- [DATA EXTRACT]:

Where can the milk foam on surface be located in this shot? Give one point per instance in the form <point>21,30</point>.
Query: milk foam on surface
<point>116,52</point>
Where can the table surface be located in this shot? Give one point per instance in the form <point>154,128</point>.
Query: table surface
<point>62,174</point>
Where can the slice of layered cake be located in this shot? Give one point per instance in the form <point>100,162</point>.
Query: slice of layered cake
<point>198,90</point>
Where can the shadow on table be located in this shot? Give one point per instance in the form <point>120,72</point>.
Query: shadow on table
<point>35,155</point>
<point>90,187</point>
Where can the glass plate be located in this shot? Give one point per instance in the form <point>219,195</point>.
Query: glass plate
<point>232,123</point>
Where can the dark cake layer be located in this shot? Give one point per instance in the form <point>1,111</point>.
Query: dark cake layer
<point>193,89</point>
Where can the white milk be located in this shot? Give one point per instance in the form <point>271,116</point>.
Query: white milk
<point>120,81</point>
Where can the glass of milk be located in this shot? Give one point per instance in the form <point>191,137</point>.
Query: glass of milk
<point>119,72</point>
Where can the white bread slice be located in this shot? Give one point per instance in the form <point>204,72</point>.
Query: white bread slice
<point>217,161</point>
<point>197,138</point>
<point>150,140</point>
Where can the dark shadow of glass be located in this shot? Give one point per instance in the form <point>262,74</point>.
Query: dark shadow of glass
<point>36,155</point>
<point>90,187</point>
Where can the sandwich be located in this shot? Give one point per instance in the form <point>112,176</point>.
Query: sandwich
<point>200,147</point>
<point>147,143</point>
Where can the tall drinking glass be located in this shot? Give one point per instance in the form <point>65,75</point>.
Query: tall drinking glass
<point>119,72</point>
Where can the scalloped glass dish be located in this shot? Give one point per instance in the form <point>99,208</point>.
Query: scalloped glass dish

- [DIRECTIONS FOR THIS TASK]: Write out the entries above once more, without altering anything.

- [SOLUTION BELOW]:
Where can the milk foam on surface be located in this shot? Give one point per instance in the form <point>21,30</point>.
Query: milk foam on surface
<point>116,52</point>
Where can the table surface be located in this shot? Give one point per instance in the form <point>154,128</point>.
Query: table surface
<point>62,174</point>
Where can the slice of layered cake be located in this shot? Give one point per instance in the form <point>100,162</point>.
Query: slice of layered cake
<point>198,90</point>
Where can the shadow on table be located in this shot? Give one point per instance in the form <point>120,72</point>.
Query: shadow on table
<point>35,155</point>
<point>90,187</point>
Where can the glass plate be located in this shot? Give one point per instance in the form <point>219,195</point>.
Query: glass plate
<point>232,123</point>
Where can the dark cake layer be located in this shot? Give one point per instance in the form <point>1,111</point>.
Query: dark cake layer
<point>193,89</point>
Where can the white milk be located in this shot? Give one point per instance in the form <point>271,116</point>.
Query: white milk
<point>120,81</point>
Where can the glass of milk be located in this shot? Give one point per instance in the form <point>191,137</point>.
Query: glass of milk
<point>119,72</point>
Where can the white bread slice be located in this shot? Give one point per instance in the form <point>204,72</point>.
Query: white bread slice
<point>217,161</point>
<point>197,138</point>
<point>150,140</point>
Where can the dark shadow of glass be located in this shot? Give one point per instance in the form <point>262,74</point>.
Query: dark shadow of glass
<point>36,155</point>
<point>90,187</point>
Where can the sandwich be located in this shot? Give one point per instance in the form <point>112,176</point>.
Query: sandwich
<point>200,147</point>
<point>147,143</point>
Where can the tall drinking glass be located in this shot? Give one point per instance in the form <point>65,75</point>.
Query: tall drinking glass
<point>119,72</point>
Where can the scalloped glass dish be located in this shot? Give one point per instance in the form <point>99,208</point>.
Query: scalloped glass dish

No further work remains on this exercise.